SUPPLIED INFORMATION:
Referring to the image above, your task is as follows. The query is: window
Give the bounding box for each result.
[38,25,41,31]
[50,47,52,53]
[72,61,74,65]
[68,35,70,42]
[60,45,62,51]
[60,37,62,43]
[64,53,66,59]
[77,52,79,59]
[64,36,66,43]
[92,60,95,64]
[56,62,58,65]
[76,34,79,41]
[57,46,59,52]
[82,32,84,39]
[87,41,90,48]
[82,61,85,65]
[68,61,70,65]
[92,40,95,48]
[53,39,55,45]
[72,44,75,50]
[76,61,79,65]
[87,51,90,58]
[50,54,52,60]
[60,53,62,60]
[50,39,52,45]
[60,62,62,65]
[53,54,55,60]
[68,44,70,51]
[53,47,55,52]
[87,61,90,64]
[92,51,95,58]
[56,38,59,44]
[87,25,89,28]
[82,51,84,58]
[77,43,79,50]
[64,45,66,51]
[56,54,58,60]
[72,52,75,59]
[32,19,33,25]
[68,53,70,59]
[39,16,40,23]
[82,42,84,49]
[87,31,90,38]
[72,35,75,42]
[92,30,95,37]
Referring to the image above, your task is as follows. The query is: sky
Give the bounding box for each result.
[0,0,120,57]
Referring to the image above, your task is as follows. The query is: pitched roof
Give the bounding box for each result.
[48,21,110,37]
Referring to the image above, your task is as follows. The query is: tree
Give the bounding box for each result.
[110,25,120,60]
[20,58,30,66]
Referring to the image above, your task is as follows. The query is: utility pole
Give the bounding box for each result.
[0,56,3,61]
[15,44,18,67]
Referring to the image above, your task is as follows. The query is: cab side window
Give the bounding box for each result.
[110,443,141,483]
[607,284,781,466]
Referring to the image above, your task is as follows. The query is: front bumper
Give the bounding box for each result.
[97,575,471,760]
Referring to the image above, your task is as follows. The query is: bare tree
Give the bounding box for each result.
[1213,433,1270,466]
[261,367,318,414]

WHAT TO PRODUCE: Copy all of the material above word for word, keeping every line and its order unchanged.

WRITTEN ANSWER:
Referring to the image above, your task is as follows. The query is: window
Give the bounding box for each result.
[38,25,41,31]
[50,47,52,53]
[72,61,74,65]
[68,35,70,42]
[60,45,62,51]
[60,37,62,43]
[64,53,66,59]
[77,52,79,59]
[64,36,66,43]
[92,60,95,64]
[56,62,58,65]
[76,34,79,41]
[57,46,59,52]
[82,32,84,39]
[87,41,90,48]
[82,61,85,65]
[68,61,70,65]
[92,40,95,48]
[53,39,55,45]
[72,44,75,50]
[76,61,79,65]
[87,51,90,58]
[50,54,52,60]
[60,53,62,60]
[50,39,52,45]
[60,62,62,65]
[53,54,55,60]
[68,44,70,51]
[53,47,55,52]
[87,61,90,64]
[92,51,95,58]
[56,38,59,44]
[87,25,89,28]
[82,51,84,58]
[77,43,79,50]
[64,45,66,51]
[56,54,58,60]
[72,52,75,59]
[32,19,33,25]
[68,53,70,59]
[39,16,40,23]
[82,42,84,49]
[87,31,90,38]
[72,35,75,42]
[92,30,95,37]
Referring to the image above, your task is as follows. The query is: sky
Give the bounding box for each result.
[0,0,120,57]
Referring to the image above, your task is as follows. The query is: pitched roof
Give the bounding box for each result.
[48,21,110,37]
Referring to the image above, your task is as follows. The query is: tree
Give the bounding box for each result.
[110,25,120,60]
[20,58,30,66]
Referring to the image above, your task is as follows. The query is: utility pole
Give the bounding box for each result.
[0,56,3,61]
[15,44,18,67]
Referring to the image above, your task is as follows. The query is: cab side window
Give the bounding box for each result.
[110,443,141,483]
[607,284,781,466]
Referring to the image above, your task is as follows. The query is: front bumper
Give the bounding box for each result.
[97,575,471,760]
Referring to the image above, your task is as follows. The query is: bare tree
Give the bounding box for each result.
[1213,433,1270,466]
[261,367,318,414]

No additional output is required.